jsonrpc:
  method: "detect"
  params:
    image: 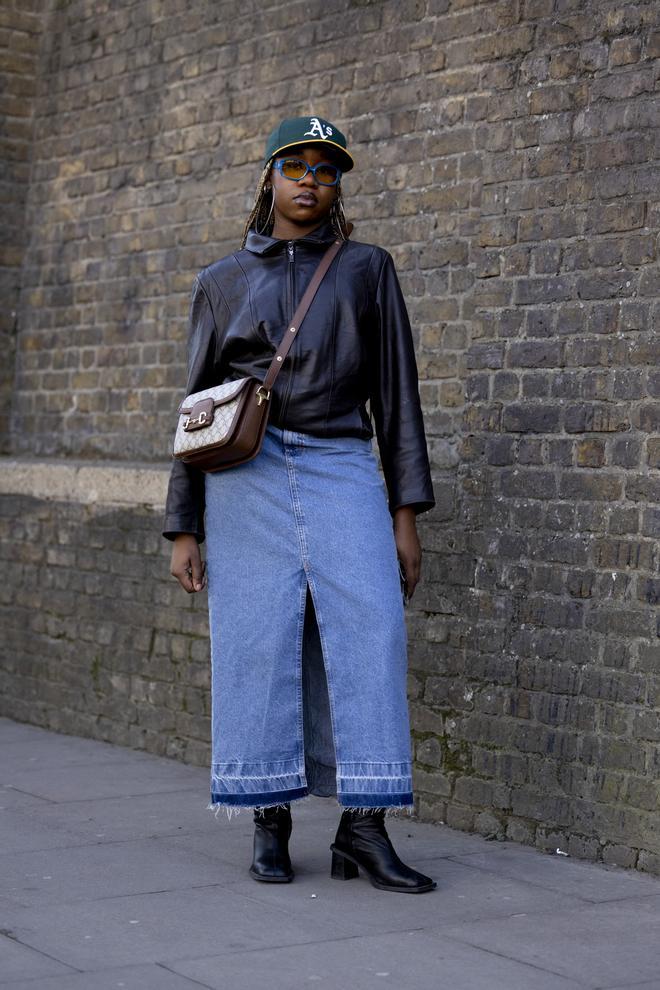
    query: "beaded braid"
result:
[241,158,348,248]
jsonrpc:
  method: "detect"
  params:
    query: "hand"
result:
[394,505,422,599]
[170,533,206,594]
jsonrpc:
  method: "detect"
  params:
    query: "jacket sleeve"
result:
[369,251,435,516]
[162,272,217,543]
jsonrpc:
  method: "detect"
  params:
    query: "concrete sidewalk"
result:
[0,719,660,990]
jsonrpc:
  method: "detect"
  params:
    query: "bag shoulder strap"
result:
□ □ □ □
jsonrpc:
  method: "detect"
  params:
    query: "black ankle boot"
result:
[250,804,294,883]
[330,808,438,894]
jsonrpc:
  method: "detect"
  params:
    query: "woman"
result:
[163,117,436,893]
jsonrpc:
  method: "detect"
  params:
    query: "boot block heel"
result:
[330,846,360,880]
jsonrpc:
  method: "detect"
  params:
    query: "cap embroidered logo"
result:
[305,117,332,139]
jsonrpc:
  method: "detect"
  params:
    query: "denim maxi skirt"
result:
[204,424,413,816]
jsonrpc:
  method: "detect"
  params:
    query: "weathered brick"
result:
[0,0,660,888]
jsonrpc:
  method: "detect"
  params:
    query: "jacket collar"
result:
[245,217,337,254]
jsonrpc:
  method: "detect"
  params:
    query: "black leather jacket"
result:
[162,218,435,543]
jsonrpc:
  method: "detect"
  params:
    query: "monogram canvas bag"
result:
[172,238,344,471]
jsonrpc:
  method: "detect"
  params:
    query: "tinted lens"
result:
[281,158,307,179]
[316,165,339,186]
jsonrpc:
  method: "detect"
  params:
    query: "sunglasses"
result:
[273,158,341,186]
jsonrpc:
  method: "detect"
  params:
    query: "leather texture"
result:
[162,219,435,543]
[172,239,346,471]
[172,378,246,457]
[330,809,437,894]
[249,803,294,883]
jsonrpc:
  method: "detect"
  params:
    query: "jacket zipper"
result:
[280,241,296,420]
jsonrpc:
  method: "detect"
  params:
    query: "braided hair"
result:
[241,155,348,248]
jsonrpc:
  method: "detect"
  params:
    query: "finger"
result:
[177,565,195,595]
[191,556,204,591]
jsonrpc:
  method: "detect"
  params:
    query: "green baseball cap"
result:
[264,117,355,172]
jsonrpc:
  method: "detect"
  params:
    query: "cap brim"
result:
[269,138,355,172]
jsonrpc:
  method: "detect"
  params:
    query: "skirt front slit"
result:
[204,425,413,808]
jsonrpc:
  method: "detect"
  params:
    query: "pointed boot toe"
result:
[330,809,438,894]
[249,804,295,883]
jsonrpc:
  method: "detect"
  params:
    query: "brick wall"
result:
□ □ □ □
#### [Stated goal]
Find and copy every line in the items that contains the word "skirt", treating uppercase and lowercase letters as different.

#### [Reply to the task]
    query: "denim maxi skirt"
    query: "skirt front slit"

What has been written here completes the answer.